So those are the things that go into our feature vector, those are our features that we're feeding this model, because our computers are really, really good at understanding math, right at understanding numbers, They're not so good at understanding things that humans might be able to understand. Well, what are the types of predictions that our model can output? So in supervised learning, there are some different tasks. There's 1 classification, and basically classification just saying, okay, predict discrete classes.

S2

Speaker 2

17:40

And that might mean, you know, this is a hot dog. This is a pizza, and this is ice cream. Okay, so there are 3 distinct classes and any other pictures of hot dogs, pizza or ice cream, I can put under these labels. Hot dog, pizza, ice cream.

S2

Speaker 2

17:58

This is something known as multi class classification. But there's also binary classification. And binary classification, you might have hot dog, or not hot dog. So there's only 2 categories that you're working with something that is something and something that's isn't binary classification.

Goals
**1)** Extract the passage of the classification lecture transcript starting at "And that might" and ending at "isn't binary classification.".
**2)** Write what comes next in the classification lecture transcript, picking up after its final sentence.
The material after the classification lecture transcript comes from an unrelated source.

Data lines

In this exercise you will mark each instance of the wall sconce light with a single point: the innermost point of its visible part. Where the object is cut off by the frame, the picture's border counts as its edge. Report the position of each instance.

Responses for each task
**1)**
And that might mean, you know, this is a hot dog. This is a pizza, and this is ice cream. Okay, so there are 3 distinct classes and any other pictures of hot dogs, pizza or ice cream, I can put under these labels. Hot dog, pizza, ice cream.

S2

Speaker 2

17:58

This is something known as multi class classification. But there's also binary classification. And binary classification, you might have hot dog, or not hot dog. So there's only 2 categories that you're working with something that is something and something that's isn't binary classification.

**2)**
S2

Speaker 2

18:18

Okay, so yeah, other examples. So if something has positive or negative sentiment, that's binary classification. Maybe you're predicting your pictures of their cats or dogs. That's binary classification.

S2

Speaker 2

18:31

Maybe you know, you are writing an email filter, and you're trying to figure out if an email spam or not spam. So that's also binary classification. Now for multi-class classification you might have you know cat, dog, lizard, dolphin, shark, rabbit, etc. We might have different types of fruits like orange, apple, pear, etc.

S2

Speaker 2

18:53

And then maybe different plant species. But multi class classification just means more than 2. Okay, and binary means we're predicting between 2 things. There's also something called regression when we talk about supervised learning.

S2

Speaker 2

19:08

And this just means we're trying to predict continuous values. So instead of just trying to predict different categories, we're trying to come up with a number that is on some sort of scale. So some examples. So some examples might be the price of aetherium tomorrow.

S2

Speaker 2

19:27

Or it might be okay, what is going to be the temperature? Or it might be what is the price of this house, right? So these things don't really fit into discrete classes. We're trying to predict a number that's as close to the true value as possible using different features of our data set.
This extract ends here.